What is needed:
Copy out all the records below with every "even-odd rule" replaced by "nonzero winding rule" and nothing else altered, leaving the pictures out.

Data extract:
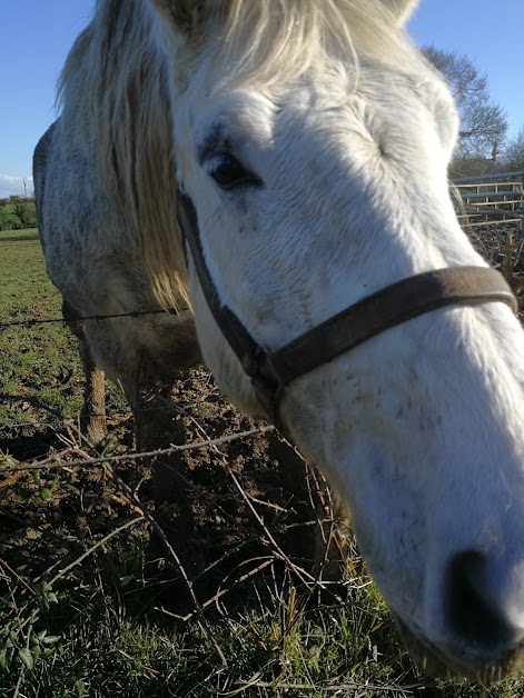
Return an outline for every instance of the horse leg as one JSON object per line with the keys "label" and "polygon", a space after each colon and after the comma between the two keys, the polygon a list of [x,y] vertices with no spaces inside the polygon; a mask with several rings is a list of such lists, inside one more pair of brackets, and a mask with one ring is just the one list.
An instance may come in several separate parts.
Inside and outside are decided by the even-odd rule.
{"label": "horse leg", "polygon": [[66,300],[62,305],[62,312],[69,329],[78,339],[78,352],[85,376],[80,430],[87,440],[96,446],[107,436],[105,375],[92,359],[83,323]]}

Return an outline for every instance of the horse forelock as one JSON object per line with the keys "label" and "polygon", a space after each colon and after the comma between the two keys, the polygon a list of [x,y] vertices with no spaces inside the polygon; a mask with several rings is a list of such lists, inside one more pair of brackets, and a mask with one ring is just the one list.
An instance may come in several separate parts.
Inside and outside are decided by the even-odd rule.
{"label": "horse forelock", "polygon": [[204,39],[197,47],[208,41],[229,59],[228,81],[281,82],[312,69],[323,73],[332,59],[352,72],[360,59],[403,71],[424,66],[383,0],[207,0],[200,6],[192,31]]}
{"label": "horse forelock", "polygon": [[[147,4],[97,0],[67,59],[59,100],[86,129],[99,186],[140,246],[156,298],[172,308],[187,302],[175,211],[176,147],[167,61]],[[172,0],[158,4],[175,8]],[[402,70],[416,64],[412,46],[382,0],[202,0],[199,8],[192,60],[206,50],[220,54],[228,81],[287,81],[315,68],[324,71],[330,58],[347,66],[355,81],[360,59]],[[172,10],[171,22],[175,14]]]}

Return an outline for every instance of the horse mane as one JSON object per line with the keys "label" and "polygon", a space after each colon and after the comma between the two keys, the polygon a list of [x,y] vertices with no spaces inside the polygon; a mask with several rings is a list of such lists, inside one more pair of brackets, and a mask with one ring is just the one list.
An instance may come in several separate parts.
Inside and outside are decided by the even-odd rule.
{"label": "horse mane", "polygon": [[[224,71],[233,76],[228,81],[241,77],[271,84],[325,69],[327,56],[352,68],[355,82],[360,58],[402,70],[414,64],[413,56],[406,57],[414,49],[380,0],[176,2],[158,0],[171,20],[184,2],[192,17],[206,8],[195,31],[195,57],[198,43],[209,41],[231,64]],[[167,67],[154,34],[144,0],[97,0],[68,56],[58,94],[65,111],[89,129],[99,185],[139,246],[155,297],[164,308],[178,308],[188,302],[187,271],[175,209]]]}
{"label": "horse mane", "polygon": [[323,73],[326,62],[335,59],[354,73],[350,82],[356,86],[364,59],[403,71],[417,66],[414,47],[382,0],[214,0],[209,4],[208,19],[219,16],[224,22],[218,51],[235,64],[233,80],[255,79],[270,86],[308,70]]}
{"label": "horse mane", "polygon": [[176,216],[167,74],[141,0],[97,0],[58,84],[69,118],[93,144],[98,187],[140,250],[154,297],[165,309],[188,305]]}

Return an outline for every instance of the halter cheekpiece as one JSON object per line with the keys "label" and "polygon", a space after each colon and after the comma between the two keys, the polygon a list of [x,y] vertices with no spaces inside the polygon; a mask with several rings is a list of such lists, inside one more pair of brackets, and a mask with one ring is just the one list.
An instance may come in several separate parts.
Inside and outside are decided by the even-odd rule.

Response for this exercise:
Return an outline for every instance of the horse leg as one JSON object per line with the keys "label" and "polygon", a space after each colon and after the comma between the two keys, the polygon a list of [x,y] vertices with no spaces inside the polygon; a mask with several rings is a list of such lists, inside one more pair of brackets, and a mask with one ring is just the one list.
An instance may come in several separate parts.
Inside and outside are decided by the nonzero winding rule.
{"label": "horse leg", "polygon": [[66,300],[62,305],[62,312],[69,329],[78,339],[78,352],[85,376],[80,430],[87,440],[96,446],[107,436],[105,375],[92,359],[83,323]]}

Return an outline for every instance of the horse forelock as one JSON object per line with the keys "label" and "polygon", a space after each colon and after the comma between the two keys, the polygon a list of [x,y] vertices with no spaces inside the polygon; a mask with several rings is a list of such lists, inside one more pair of brackets, and a mask with one ring is just the one list.
An instance may come in several separate parts.
Inside and outside are decided by the nonzero winding rule.
{"label": "horse forelock", "polygon": [[204,39],[197,47],[208,41],[229,59],[228,81],[281,82],[312,69],[323,73],[332,59],[352,72],[360,59],[403,71],[424,66],[383,0],[207,0],[200,6],[192,31]]}
{"label": "horse forelock", "polygon": [[[147,4],[97,0],[67,59],[59,100],[86,129],[99,186],[140,246],[156,298],[172,308],[187,302],[175,211],[176,147],[167,61]],[[172,0],[158,4],[175,8]],[[402,70],[416,64],[412,46],[382,0],[202,0],[199,8],[192,60],[206,50],[220,54],[228,81],[287,81],[315,68],[324,71],[330,58],[347,66],[355,81],[360,59]],[[172,10],[171,22],[175,14]]]}

Return an outline for every instance of the horse mane as one JSON object per line with the keys "label" and "polygon", a space after each colon and after the comma between the two keys, the polygon a list of [x,y] vertices with no spaces inside the polygon; a mask with several rings is a list of such lists, inside one more pair of brackets, and a mask with one ring is just the one list.
An instance may come in several separate parts.
Inside and outside are decided by the nonzero winding rule.
{"label": "horse mane", "polygon": [[[224,71],[233,76],[228,81],[241,77],[271,84],[325,69],[327,56],[352,68],[355,82],[360,58],[402,70],[414,64],[413,56],[406,57],[414,49],[380,0],[176,2],[158,0],[171,20],[184,2],[192,17],[206,8],[195,31],[195,57],[198,43],[209,41],[231,64]],[[167,67],[154,34],[144,0],[97,0],[68,56],[58,94],[65,111],[89,129],[99,185],[139,246],[155,297],[164,308],[178,308],[188,302],[187,271],[175,209]]]}
{"label": "horse mane", "polygon": [[323,73],[326,62],[335,59],[354,73],[350,82],[356,86],[364,59],[403,71],[417,66],[414,47],[382,0],[214,0],[209,4],[208,19],[219,16],[224,22],[218,51],[235,64],[233,80],[255,79],[270,86],[308,70]]}
{"label": "horse mane", "polygon": [[176,216],[167,74],[141,0],[97,0],[58,84],[69,118],[93,144],[98,187],[140,250],[154,297],[165,309],[188,305]]}

Return an outline for every instance of the halter cheekpiece as one JSON object per line with the keys "label" and "polygon", a space after each colon and after the comma between the two keys, the polygon a list of [x,y] vertices with no spaces inside the polygon; a mask with several rings is a list of such lists, inside one more pair of brackets, and a mask with one ring is just the one list.
An instance may come in several separate parts.
Inside and outside are decided by the nonzero winding rule.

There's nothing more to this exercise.